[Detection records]

◆ ◆ ◆ ◆ ◆

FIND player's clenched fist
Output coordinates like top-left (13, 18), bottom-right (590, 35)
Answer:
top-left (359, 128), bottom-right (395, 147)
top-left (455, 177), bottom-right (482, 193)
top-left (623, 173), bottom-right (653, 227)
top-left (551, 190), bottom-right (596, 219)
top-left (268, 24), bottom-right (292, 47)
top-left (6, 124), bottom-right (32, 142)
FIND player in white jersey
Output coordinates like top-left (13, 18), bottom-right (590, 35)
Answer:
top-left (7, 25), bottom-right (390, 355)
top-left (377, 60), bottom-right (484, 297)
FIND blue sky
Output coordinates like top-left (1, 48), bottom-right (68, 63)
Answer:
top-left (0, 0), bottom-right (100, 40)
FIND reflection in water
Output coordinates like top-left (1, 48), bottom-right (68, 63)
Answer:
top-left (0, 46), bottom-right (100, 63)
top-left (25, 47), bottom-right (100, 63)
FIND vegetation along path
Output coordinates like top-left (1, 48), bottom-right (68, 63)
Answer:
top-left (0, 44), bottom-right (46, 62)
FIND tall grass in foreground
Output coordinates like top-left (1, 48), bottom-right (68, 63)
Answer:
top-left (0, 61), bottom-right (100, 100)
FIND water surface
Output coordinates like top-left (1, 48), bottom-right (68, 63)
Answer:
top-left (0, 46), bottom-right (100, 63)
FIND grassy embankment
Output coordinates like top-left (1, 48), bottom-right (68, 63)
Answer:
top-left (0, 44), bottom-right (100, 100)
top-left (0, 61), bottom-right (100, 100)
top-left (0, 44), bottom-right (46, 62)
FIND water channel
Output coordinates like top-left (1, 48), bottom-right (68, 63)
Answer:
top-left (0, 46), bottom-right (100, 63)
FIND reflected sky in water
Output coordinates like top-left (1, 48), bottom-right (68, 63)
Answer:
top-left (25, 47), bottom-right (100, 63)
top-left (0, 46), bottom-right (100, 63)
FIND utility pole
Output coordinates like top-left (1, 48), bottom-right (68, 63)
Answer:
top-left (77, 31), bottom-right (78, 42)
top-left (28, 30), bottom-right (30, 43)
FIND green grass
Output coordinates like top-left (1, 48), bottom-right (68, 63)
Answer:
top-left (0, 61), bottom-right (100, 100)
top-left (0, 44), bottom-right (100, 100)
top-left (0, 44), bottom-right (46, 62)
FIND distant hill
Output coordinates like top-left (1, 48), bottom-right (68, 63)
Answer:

◆ ◆ ◆ ◆ ◆

**GOAL**
Please copy the records above word for word, with no changes.

**RESPONSE**
FIND player's clenched fist
Output coordinates like top-left (13, 18), bottom-right (590, 35)
Answer:
top-left (359, 128), bottom-right (395, 147)
top-left (455, 177), bottom-right (482, 193)
top-left (623, 173), bottom-right (653, 227)
top-left (551, 190), bottom-right (596, 219)
top-left (268, 24), bottom-right (292, 47)
top-left (6, 124), bottom-right (32, 142)
FIND player in white jersey
Output coordinates like top-left (13, 18), bottom-right (590, 35)
Answer:
top-left (7, 25), bottom-right (390, 355)
top-left (377, 60), bottom-right (484, 297)
FIND blue sky
Output coordinates like top-left (1, 48), bottom-right (68, 63)
Answer:
top-left (0, 0), bottom-right (100, 40)
FIND reflection in water
Output coordinates like top-left (1, 48), bottom-right (68, 63)
Answer:
top-left (0, 46), bottom-right (100, 63)
top-left (25, 47), bottom-right (100, 63)
FIND vegetation along path
Output coordinates like top-left (1, 48), bottom-right (68, 63)
Answer:
top-left (0, 44), bottom-right (46, 62)
FIND tall grass in foreground
Output coordinates like top-left (1, 48), bottom-right (68, 63)
Answer:
top-left (0, 61), bottom-right (100, 100)
FIND water surface
Output coordinates like top-left (1, 48), bottom-right (68, 63)
Answer:
top-left (0, 46), bottom-right (100, 63)
FIND grassy embankment
Output coordinates like top-left (1, 48), bottom-right (68, 63)
Answer:
top-left (0, 44), bottom-right (100, 100)
top-left (0, 61), bottom-right (100, 100)
top-left (0, 44), bottom-right (46, 62)
FIND water channel
Output coordinates like top-left (1, 48), bottom-right (68, 63)
Answer:
top-left (0, 46), bottom-right (100, 63)
FIND reflected sky in water
Output coordinates like top-left (1, 48), bottom-right (68, 63)
Answer:
top-left (25, 47), bottom-right (100, 63)
top-left (0, 46), bottom-right (100, 63)
FIND utility pole
Output coordinates like top-left (1, 48), bottom-right (68, 63)
Answer:
top-left (77, 31), bottom-right (78, 42)
top-left (28, 30), bottom-right (30, 43)
FIND green grass
Output coordinates like top-left (1, 48), bottom-right (68, 63)
Answer:
top-left (0, 61), bottom-right (100, 100)
top-left (0, 44), bottom-right (100, 100)
top-left (0, 44), bottom-right (46, 62)
FIND distant hill
Output coordinates like top-left (1, 48), bottom-right (68, 63)
Answer:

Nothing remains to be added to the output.